§ **EXERCISE INSTRUCTIONS**: Pictures don't belong in the copy; print all the records exactly.

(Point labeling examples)
'''

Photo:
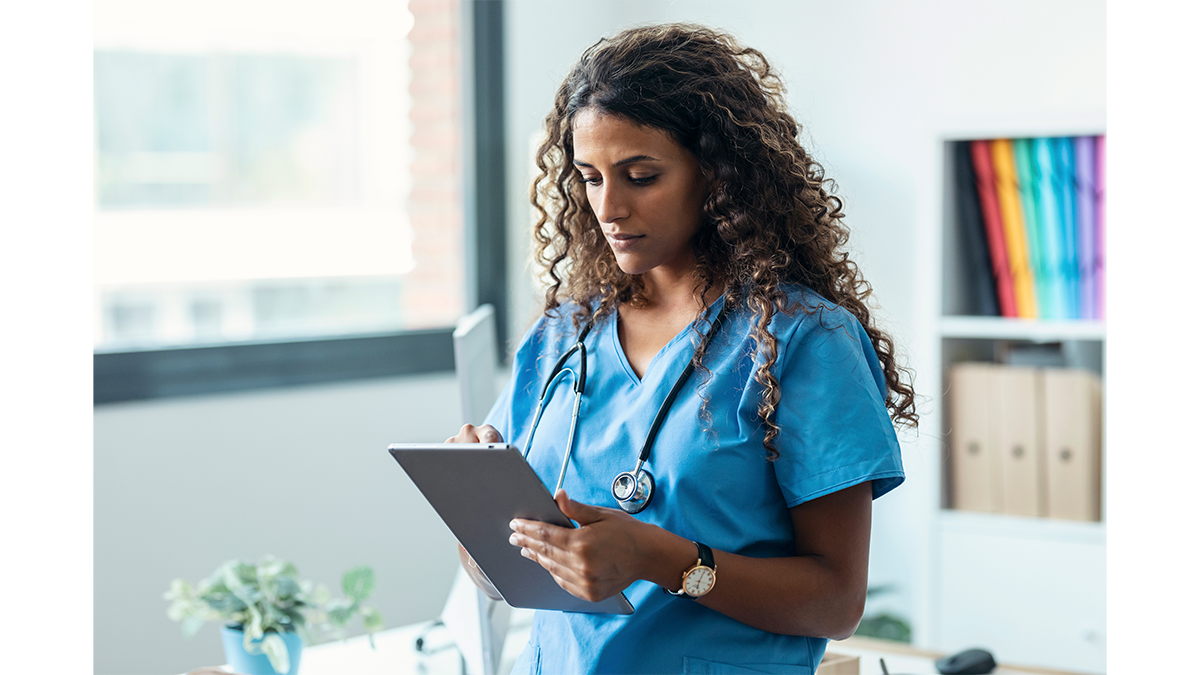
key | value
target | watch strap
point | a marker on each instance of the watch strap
(705, 559)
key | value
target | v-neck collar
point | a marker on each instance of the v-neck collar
(623, 359)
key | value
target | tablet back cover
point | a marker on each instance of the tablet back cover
(479, 488)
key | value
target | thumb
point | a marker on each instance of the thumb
(577, 512)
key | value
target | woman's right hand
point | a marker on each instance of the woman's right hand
(472, 434)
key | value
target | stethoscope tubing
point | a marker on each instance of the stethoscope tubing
(637, 499)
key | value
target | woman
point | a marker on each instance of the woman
(682, 222)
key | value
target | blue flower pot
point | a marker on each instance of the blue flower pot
(240, 661)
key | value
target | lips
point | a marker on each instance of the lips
(623, 240)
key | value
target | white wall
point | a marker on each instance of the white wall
(876, 85)
(184, 484)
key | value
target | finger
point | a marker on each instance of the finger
(579, 512)
(549, 559)
(489, 434)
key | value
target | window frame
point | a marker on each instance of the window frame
(133, 375)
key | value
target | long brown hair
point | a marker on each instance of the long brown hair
(771, 217)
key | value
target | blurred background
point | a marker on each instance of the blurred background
(293, 202)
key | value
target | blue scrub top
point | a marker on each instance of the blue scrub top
(713, 482)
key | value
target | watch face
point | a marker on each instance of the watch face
(699, 581)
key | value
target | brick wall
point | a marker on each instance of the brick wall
(433, 292)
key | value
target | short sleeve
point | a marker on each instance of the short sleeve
(834, 430)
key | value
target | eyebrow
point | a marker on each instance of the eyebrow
(622, 162)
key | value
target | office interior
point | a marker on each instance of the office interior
(879, 88)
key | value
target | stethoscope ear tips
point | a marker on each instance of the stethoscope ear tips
(633, 493)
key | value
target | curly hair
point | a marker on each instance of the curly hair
(769, 217)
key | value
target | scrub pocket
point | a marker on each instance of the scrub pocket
(700, 667)
(529, 662)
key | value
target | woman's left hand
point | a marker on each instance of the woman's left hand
(598, 560)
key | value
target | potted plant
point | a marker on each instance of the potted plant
(269, 613)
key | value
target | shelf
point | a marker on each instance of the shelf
(1035, 330)
(1023, 527)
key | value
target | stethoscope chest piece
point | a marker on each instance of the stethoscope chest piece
(633, 490)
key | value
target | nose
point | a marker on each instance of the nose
(609, 202)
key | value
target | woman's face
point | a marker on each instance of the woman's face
(646, 190)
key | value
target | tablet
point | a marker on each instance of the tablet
(479, 488)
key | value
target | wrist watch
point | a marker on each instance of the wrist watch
(700, 578)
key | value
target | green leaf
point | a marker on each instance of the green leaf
(359, 583)
(192, 625)
(276, 652)
(322, 596)
(179, 590)
(340, 613)
(372, 620)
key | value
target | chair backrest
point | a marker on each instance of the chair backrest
(474, 360)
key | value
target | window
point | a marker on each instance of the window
(273, 177)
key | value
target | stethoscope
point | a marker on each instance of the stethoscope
(631, 489)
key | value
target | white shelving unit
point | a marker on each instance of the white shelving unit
(1031, 590)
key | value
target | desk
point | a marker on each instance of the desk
(395, 653)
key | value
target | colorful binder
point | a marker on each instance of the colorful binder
(1050, 227)
(1008, 196)
(1085, 223)
(981, 285)
(1101, 226)
(1063, 178)
(985, 183)
(1026, 181)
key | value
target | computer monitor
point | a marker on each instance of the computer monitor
(478, 623)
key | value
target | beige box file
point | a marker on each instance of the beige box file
(1073, 419)
(975, 465)
(1019, 441)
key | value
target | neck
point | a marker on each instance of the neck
(676, 290)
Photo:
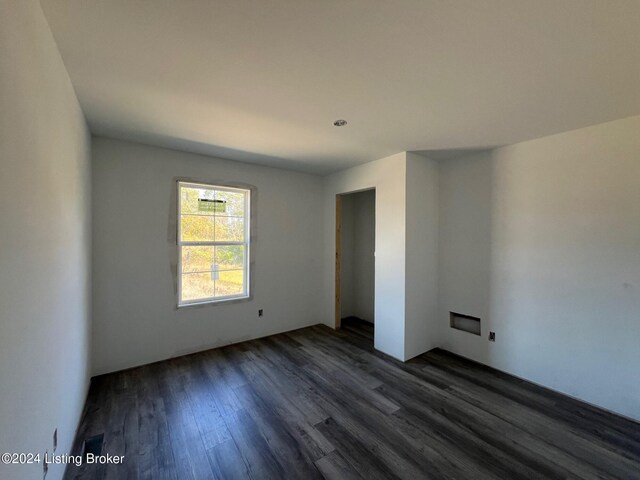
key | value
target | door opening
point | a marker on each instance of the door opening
(355, 259)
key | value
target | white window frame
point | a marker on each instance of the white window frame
(247, 244)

'''

§ **PROBLEM SOLUTION**:
Photo:
key | value
target | watch strap
point | a marker on each instance of the watch strap
(705, 559)
key | value
target | v-neck collar
point | a marker on each instance of the v-neck collar
(623, 359)
key | value
target | tablet back cover
point | a marker on each instance of the tablet back cover
(479, 488)
key | value
target | thumb
point | a marker on each instance of the thumb
(577, 512)
key | value
target | woman's right hand
point | a marker on each instance of the woman's right hand
(472, 434)
key | value
target | stethoscope tubing
point | a marker on each instance of the stethoscope tubing
(637, 499)
key | value
target | woman
point | a marker on each instance of the woman
(682, 222)
key | value
target | blue flower pot
point | a marker on each instance of the blue flower pot
(240, 661)
key | value
target | lips
point | a marker on each instance of the lips
(623, 240)
key | value
target | white wall
point | a marker on each instance of the white wall
(876, 85)
(184, 484)
key | value
target | finger
point | a marker on each instance of the finger
(579, 512)
(549, 559)
(489, 434)
key | value
target | window frame
point | a marker on each instance of the window frame
(133, 375)
key | value
target | long brown hair
point | a marker on each instance of the long brown hair
(771, 217)
key | value
target | blurred background
point | a marker on each instance of the blurred background
(293, 202)
key | value
target | blue scrub top
point | a marker on each instance of the blue scrub top
(713, 482)
key | value
target | watch face
point | a marker on each instance of the watch face
(699, 581)
key | value
target | brick wall
point | a marker on each instance of the brick wall
(433, 292)
key | value
target | short sleeve
point | a marker on each instance of the short sleeve
(834, 430)
key | value
target | eyebrow
point | a marker on each instance of the eyebrow
(622, 162)
key | value
target | office interior
point | a marker on each instance of the office interior
(879, 88)
key | value
target | stethoscope ear tips
point | a marker on each instance of the stethoscope ear tips
(633, 493)
key | value
target | curly hair
point | a marker on each instance of the curly hair
(769, 217)
key | value
target | scrub pocket
point | a marker on each instance of the scrub pocket
(700, 667)
(529, 662)
key | value
target | woman's left hand
point | a marker on each instance of the woman's left hand
(598, 560)
key | value
target | potted plant
point | a marker on each instance of the potted plant
(269, 613)
key | value
target | shelf
point | a marker on each instance of the shelf
(1035, 330)
(1023, 527)
key | value
target | stethoscope chest piece
point | a marker on each instance of the stethoscope chest piece
(633, 490)
key | value
target | nose
point | a marker on each instance of the nose
(609, 202)
key | value
target | woman's face
point | a marker on each instance of the woman's face
(646, 190)
key | value
target | tablet
point | a marker on each instance of the tablet
(479, 488)
key | value
target | wrist watch
point | a marker on each instance of the wrist watch
(700, 578)
key | value
target | green leaf
point | a marker on each instance of the green leaf
(359, 583)
(192, 625)
(276, 652)
(322, 596)
(179, 590)
(340, 613)
(372, 620)
key | value
target | chair backrest
point | a marker on each instance of the chair backrest
(474, 360)
key | value
target | window
point | a marker on each instance of the window
(273, 177)
key | value
target | stethoscope
point | a marker on each instance of the stethoscope
(631, 489)
key | value
target | white shelving unit
point | a marker on each instance of the white shelving unit
(1031, 590)
key | value
target | desk
point | a marker on each instance of the desk
(395, 653)
key | value
target | colorful binder
point | a marker on each instance of the colorful binder
(1050, 227)
(1008, 196)
(1085, 223)
(981, 285)
(1101, 226)
(1063, 178)
(985, 183)
(1026, 181)
key | value
target | computer monitor
point | a marker on each instance of the computer monitor
(478, 623)
key | value
target | beige box file
point | a marker on each instance of the beige box file
(1073, 419)
(975, 465)
(1019, 441)
key | value
target | neck
point | a marker on each instance of the neck
(676, 290)
Photo:
key | value
target | door opening
point | a marker on each instance of the door opening
(355, 259)
key | value
target | white window frame
point | a marker on each instance of the white window frame
(247, 244)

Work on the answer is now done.